To be done: How would you render this sentence from the passage about a toddler's find at Tel Azekah in Spanish: "Except this time, one of the stones was not a stone at all."

Provided passage:

::::::::::

1. The Moment of Discovery: How a Walk Changed Everything
It started as a perfectly ordinary Saturday outing. The Nitzan family from Moshav Ramot Meir had driven out to Tel Azekah, a low hill rising from the Judean Shephelah in central Israel. It was early March 2025. The kids were walking, the parents were watching, and three-and-a-half-year-old Ziv was doing exactly what toddlers do: picking up stones.
Except this time, one of the stones was not a stone at all.
Ziv bent down on the dirt path and picked up a small, unusually shaped object. Her older sister Omer watched as Ziv rubbed the sand off its surface. Something was different. The shape was too deliberate. The texture too smooth in places. Omer called over their parents.
We were walking along the path, and then Ziv bent down — and out of all the stones around her, she picked up this particular stone. When she rubbed it and removed the sand from it, we saw something was different about it. — Omer Nitzan, Ziv’s older sister
The family did exactly the right thing. They did not put it in a pocket and walk away. They did not post it on social media and wait to see what people thought. They called the Israel Antiquities Authority (IAA) immediately and reported the find.
That decision — simple and honest as it was — is what allowed one of the most charming archaeological stories of 2025 to become a public treasure.
2. Who Is Ziv Nitzan? The World’s Youngest Archaeologist
Ziv Nitzan is a three-and-a-half-year-old girl from Moshav Ramot Meir, a small agricultural cooperative community in central Israel. She made her discovery with her parents and two older sisters, Omer and Noga, on a spring hike at Tel Azekah.
She has not yet started school. She cannot read. But she found something that trained professional archaeologists had walked past for over a decade of excavations at the site.

::::::::::

Information supplied:
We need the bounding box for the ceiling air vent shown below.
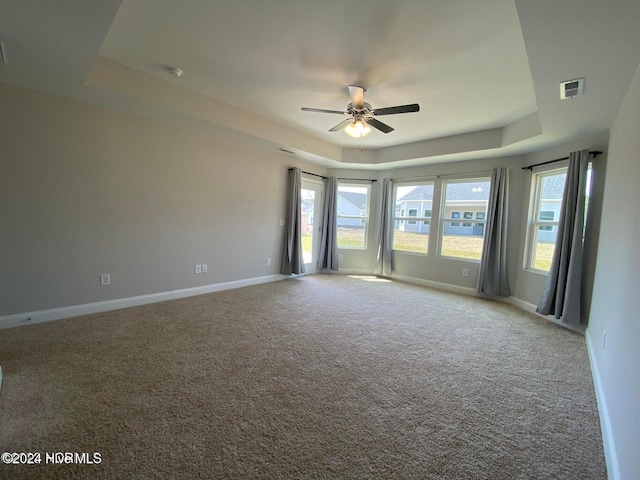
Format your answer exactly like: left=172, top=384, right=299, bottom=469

::::::::::

Task solution: Solo que esta vez, una de las piedras no era en absoluto una piedra.